Named object pointing entries
>>>

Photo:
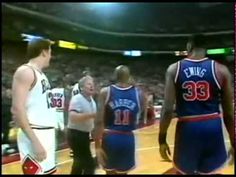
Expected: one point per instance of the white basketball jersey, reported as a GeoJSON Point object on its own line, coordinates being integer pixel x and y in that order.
{"type": "Point", "coordinates": [75, 90]}
{"type": "Point", "coordinates": [59, 99]}
{"type": "Point", "coordinates": [39, 105]}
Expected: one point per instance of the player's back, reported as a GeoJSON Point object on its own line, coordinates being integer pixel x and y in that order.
{"type": "Point", "coordinates": [197, 88]}
{"type": "Point", "coordinates": [39, 106]}
{"type": "Point", "coordinates": [122, 108]}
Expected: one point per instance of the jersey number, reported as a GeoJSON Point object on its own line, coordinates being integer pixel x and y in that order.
{"type": "Point", "coordinates": [50, 100]}
{"type": "Point", "coordinates": [196, 90]}
{"type": "Point", "coordinates": [57, 102]}
{"type": "Point", "coordinates": [122, 117]}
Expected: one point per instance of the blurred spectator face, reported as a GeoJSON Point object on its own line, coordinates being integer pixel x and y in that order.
{"type": "Point", "coordinates": [47, 55]}
{"type": "Point", "coordinates": [8, 93]}
{"type": "Point", "coordinates": [88, 87]}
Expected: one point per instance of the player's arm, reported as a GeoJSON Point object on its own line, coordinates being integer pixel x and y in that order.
{"type": "Point", "coordinates": [99, 120]}
{"type": "Point", "coordinates": [22, 82]}
{"type": "Point", "coordinates": [76, 113]}
{"type": "Point", "coordinates": [169, 100]}
{"type": "Point", "coordinates": [99, 127]}
{"type": "Point", "coordinates": [225, 79]}
{"type": "Point", "coordinates": [144, 104]}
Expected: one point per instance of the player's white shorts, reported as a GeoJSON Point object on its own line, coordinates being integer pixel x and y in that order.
{"type": "Point", "coordinates": [60, 120]}
{"type": "Point", "coordinates": [29, 164]}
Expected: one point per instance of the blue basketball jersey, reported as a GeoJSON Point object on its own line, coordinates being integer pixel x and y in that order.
{"type": "Point", "coordinates": [122, 108]}
{"type": "Point", "coordinates": [197, 88]}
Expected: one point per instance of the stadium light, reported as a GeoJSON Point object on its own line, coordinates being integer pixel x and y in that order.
{"type": "Point", "coordinates": [66, 44]}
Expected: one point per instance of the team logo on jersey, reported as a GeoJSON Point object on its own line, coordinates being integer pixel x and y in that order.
{"type": "Point", "coordinates": [45, 85]}
{"type": "Point", "coordinates": [30, 166]}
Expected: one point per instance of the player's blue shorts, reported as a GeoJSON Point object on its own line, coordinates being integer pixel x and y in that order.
{"type": "Point", "coordinates": [120, 150]}
{"type": "Point", "coordinates": [199, 146]}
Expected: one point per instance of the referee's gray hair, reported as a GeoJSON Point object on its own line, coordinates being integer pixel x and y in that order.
{"type": "Point", "coordinates": [83, 80]}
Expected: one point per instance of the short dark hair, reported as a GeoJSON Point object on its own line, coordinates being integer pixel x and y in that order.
{"type": "Point", "coordinates": [36, 45]}
{"type": "Point", "coordinates": [198, 41]}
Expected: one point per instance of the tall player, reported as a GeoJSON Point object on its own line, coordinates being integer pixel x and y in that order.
{"type": "Point", "coordinates": [32, 109]}
{"type": "Point", "coordinates": [59, 103]}
{"type": "Point", "coordinates": [119, 106]}
{"type": "Point", "coordinates": [198, 85]}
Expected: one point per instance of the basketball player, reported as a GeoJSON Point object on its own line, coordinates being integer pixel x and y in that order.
{"type": "Point", "coordinates": [118, 111]}
{"type": "Point", "coordinates": [59, 103]}
{"type": "Point", "coordinates": [198, 85]}
{"type": "Point", "coordinates": [82, 112]}
{"type": "Point", "coordinates": [32, 111]}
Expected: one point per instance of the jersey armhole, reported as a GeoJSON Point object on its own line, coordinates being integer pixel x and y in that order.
{"type": "Point", "coordinates": [177, 71]}
{"type": "Point", "coordinates": [108, 94]}
{"type": "Point", "coordinates": [213, 65]}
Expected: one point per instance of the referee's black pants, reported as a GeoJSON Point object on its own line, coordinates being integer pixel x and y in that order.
{"type": "Point", "coordinates": [83, 162]}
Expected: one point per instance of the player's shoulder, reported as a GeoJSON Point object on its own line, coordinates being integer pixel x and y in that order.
{"type": "Point", "coordinates": [172, 68]}
{"type": "Point", "coordinates": [221, 68]}
{"type": "Point", "coordinates": [24, 71]}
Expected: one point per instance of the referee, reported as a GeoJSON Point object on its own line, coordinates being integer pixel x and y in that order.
{"type": "Point", "coordinates": [82, 111]}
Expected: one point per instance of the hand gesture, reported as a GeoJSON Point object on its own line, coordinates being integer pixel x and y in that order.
{"type": "Point", "coordinates": [165, 152]}
{"type": "Point", "coordinates": [101, 156]}
{"type": "Point", "coordinates": [39, 151]}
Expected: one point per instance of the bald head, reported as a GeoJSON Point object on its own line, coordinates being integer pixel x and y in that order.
{"type": "Point", "coordinates": [122, 73]}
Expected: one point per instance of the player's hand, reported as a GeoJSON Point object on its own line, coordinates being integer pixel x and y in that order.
{"type": "Point", "coordinates": [231, 156]}
{"type": "Point", "coordinates": [39, 151]}
{"type": "Point", "coordinates": [101, 156]}
{"type": "Point", "coordinates": [165, 152]}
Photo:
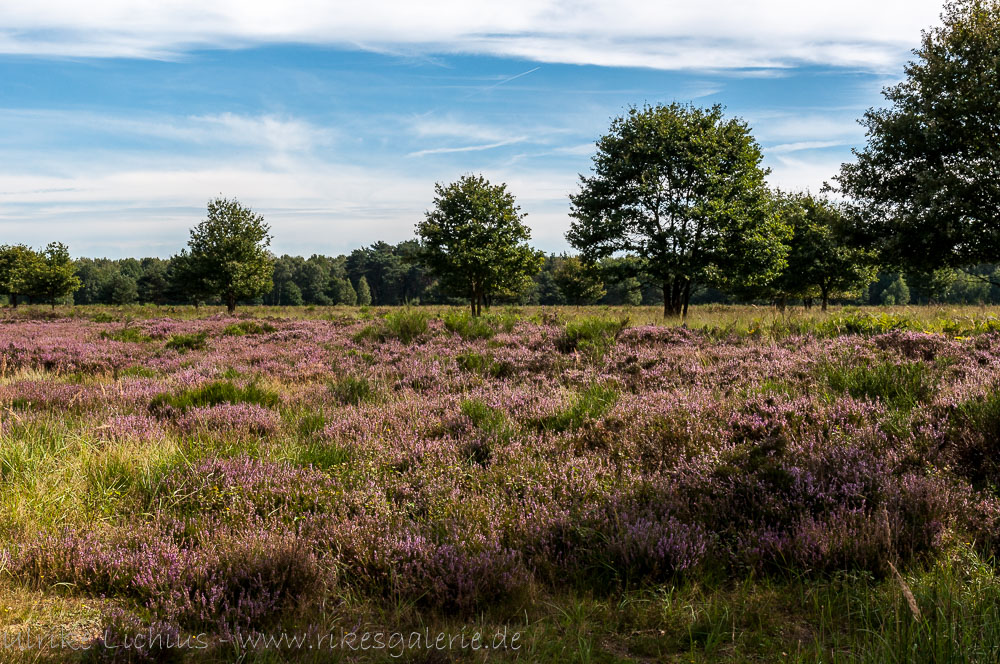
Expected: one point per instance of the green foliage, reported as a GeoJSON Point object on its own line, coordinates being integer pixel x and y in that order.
{"type": "Point", "coordinates": [897, 293]}
{"type": "Point", "coordinates": [925, 186]}
{"type": "Point", "coordinates": [470, 327]}
{"type": "Point", "coordinates": [902, 385]}
{"type": "Point", "coordinates": [475, 242]}
{"type": "Point", "coordinates": [364, 293]}
{"type": "Point", "coordinates": [681, 189]}
{"type": "Point", "coordinates": [246, 327]}
{"type": "Point", "coordinates": [213, 394]}
{"type": "Point", "coordinates": [17, 265]}
{"type": "Point", "coordinates": [590, 335]}
{"type": "Point", "coordinates": [185, 342]}
{"type": "Point", "coordinates": [228, 253]}
{"type": "Point", "coordinates": [590, 404]}
{"type": "Point", "coordinates": [129, 334]}
{"type": "Point", "coordinates": [407, 325]}
{"type": "Point", "coordinates": [353, 390]}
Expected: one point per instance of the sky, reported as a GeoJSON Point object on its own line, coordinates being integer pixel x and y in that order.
{"type": "Point", "coordinates": [121, 119]}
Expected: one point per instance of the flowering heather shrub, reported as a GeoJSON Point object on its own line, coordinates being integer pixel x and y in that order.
{"type": "Point", "coordinates": [213, 394]}
{"type": "Point", "coordinates": [130, 427]}
{"type": "Point", "coordinates": [490, 463]}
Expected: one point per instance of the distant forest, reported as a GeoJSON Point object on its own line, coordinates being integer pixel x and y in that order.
{"type": "Point", "coordinates": [387, 274]}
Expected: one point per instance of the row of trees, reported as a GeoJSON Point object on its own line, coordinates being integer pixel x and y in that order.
{"type": "Point", "coordinates": [677, 199]}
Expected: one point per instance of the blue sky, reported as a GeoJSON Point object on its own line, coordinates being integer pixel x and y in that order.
{"type": "Point", "coordinates": [120, 120]}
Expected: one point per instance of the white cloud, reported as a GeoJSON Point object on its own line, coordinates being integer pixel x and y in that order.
{"type": "Point", "coordinates": [671, 34]}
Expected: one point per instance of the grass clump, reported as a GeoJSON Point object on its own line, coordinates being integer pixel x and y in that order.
{"type": "Point", "coordinates": [185, 342]}
{"type": "Point", "coordinates": [591, 336]}
{"type": "Point", "coordinates": [901, 385]}
{"type": "Point", "coordinates": [353, 390]}
{"type": "Point", "coordinates": [214, 394]}
{"type": "Point", "coordinates": [243, 328]}
{"type": "Point", "coordinates": [126, 334]}
{"type": "Point", "coordinates": [591, 404]}
{"type": "Point", "coordinates": [471, 328]}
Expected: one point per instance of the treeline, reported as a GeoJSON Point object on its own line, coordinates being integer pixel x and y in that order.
{"type": "Point", "coordinates": [382, 274]}
{"type": "Point", "coordinates": [388, 274]}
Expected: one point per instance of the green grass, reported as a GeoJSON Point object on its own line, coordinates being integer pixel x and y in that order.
{"type": "Point", "coordinates": [591, 336]}
{"type": "Point", "coordinates": [353, 390]}
{"type": "Point", "coordinates": [127, 334]}
{"type": "Point", "coordinates": [590, 404]}
{"type": "Point", "coordinates": [213, 394]}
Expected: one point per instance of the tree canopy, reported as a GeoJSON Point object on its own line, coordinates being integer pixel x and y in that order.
{"type": "Point", "coordinates": [475, 241]}
{"type": "Point", "coordinates": [926, 188]}
{"type": "Point", "coordinates": [682, 189]}
{"type": "Point", "coordinates": [228, 253]}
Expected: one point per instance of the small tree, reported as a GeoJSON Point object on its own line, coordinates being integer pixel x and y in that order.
{"type": "Point", "coordinates": [682, 189]}
{"type": "Point", "coordinates": [17, 265]}
{"type": "Point", "coordinates": [820, 261]}
{"type": "Point", "coordinates": [364, 292]}
{"type": "Point", "coordinates": [229, 252]}
{"type": "Point", "coordinates": [897, 293]}
{"type": "Point", "coordinates": [53, 278]}
{"type": "Point", "coordinates": [475, 242]}
{"type": "Point", "coordinates": [123, 290]}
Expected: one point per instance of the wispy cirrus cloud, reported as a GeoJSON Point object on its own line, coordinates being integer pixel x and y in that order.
{"type": "Point", "coordinates": [673, 34]}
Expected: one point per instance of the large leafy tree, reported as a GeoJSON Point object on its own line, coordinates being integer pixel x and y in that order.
{"type": "Point", "coordinates": [475, 241]}
{"type": "Point", "coordinates": [18, 263]}
{"type": "Point", "coordinates": [926, 188]}
{"type": "Point", "coordinates": [682, 189]}
{"type": "Point", "coordinates": [821, 263]}
{"type": "Point", "coordinates": [228, 253]}
{"type": "Point", "coordinates": [53, 276]}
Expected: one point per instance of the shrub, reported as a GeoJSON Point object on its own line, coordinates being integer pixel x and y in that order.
{"type": "Point", "coordinates": [592, 403]}
{"type": "Point", "coordinates": [590, 335]}
{"type": "Point", "coordinates": [185, 342]}
{"type": "Point", "coordinates": [471, 327]}
{"type": "Point", "coordinates": [352, 390]}
{"type": "Point", "coordinates": [126, 334]}
{"type": "Point", "coordinates": [901, 385]}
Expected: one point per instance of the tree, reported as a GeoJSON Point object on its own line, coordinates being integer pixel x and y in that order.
{"type": "Point", "coordinates": [53, 277]}
{"type": "Point", "coordinates": [364, 292]}
{"type": "Point", "coordinates": [17, 263]}
{"type": "Point", "coordinates": [229, 252]}
{"type": "Point", "coordinates": [123, 290]}
{"type": "Point", "coordinates": [579, 282]}
{"type": "Point", "coordinates": [682, 189]}
{"type": "Point", "coordinates": [820, 261]}
{"type": "Point", "coordinates": [926, 188]}
{"type": "Point", "coordinates": [475, 242]}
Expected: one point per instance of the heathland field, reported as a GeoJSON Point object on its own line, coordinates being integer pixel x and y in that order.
{"type": "Point", "coordinates": [753, 486]}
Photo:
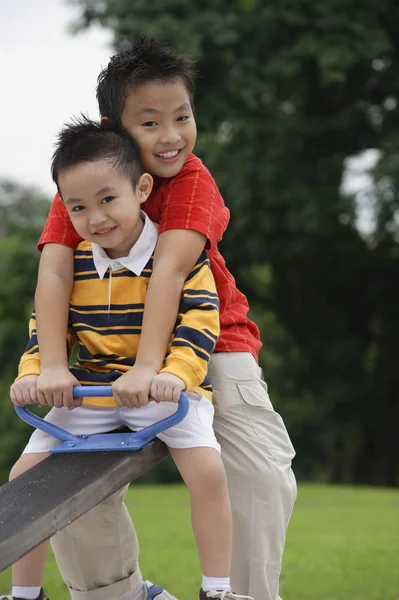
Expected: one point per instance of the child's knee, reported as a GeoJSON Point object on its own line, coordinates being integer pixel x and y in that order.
{"type": "Point", "coordinates": [25, 462]}
{"type": "Point", "coordinates": [211, 479]}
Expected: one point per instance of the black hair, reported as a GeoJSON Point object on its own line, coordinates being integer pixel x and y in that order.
{"type": "Point", "coordinates": [84, 140]}
{"type": "Point", "coordinates": [147, 60]}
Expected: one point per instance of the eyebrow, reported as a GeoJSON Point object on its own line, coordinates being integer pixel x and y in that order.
{"type": "Point", "coordinates": [154, 111]}
{"type": "Point", "coordinates": [104, 190]}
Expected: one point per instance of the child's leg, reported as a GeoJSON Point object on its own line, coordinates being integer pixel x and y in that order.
{"type": "Point", "coordinates": [203, 472]}
{"type": "Point", "coordinates": [28, 570]}
{"type": "Point", "coordinates": [257, 454]}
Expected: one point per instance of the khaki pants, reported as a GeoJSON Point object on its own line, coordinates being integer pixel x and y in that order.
{"type": "Point", "coordinates": [98, 554]}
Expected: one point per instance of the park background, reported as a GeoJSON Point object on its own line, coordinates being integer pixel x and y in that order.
{"type": "Point", "coordinates": [297, 112]}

<<<

» **What you will do**:
Put the part of the records that opens with the line containing "Expected: one point per instance of the khaki" and runs to the end of the records into a JSON list of strings, with one string per line and blank lines left out.

» **Written response**:
[
  "Expected: one point per instance of the khaki pants, reported as a GeoJSON Point object on its own line, coordinates being integer pixel x and y in that order.",
  "{\"type\": \"Point\", \"coordinates\": [98, 554]}",
  "Expected: one point per instance of the park background, reported as a GeoJSON Point object on its own line, coordinates being integer pixel x and y in that order.",
  "{\"type\": \"Point\", \"coordinates\": [297, 112]}"
]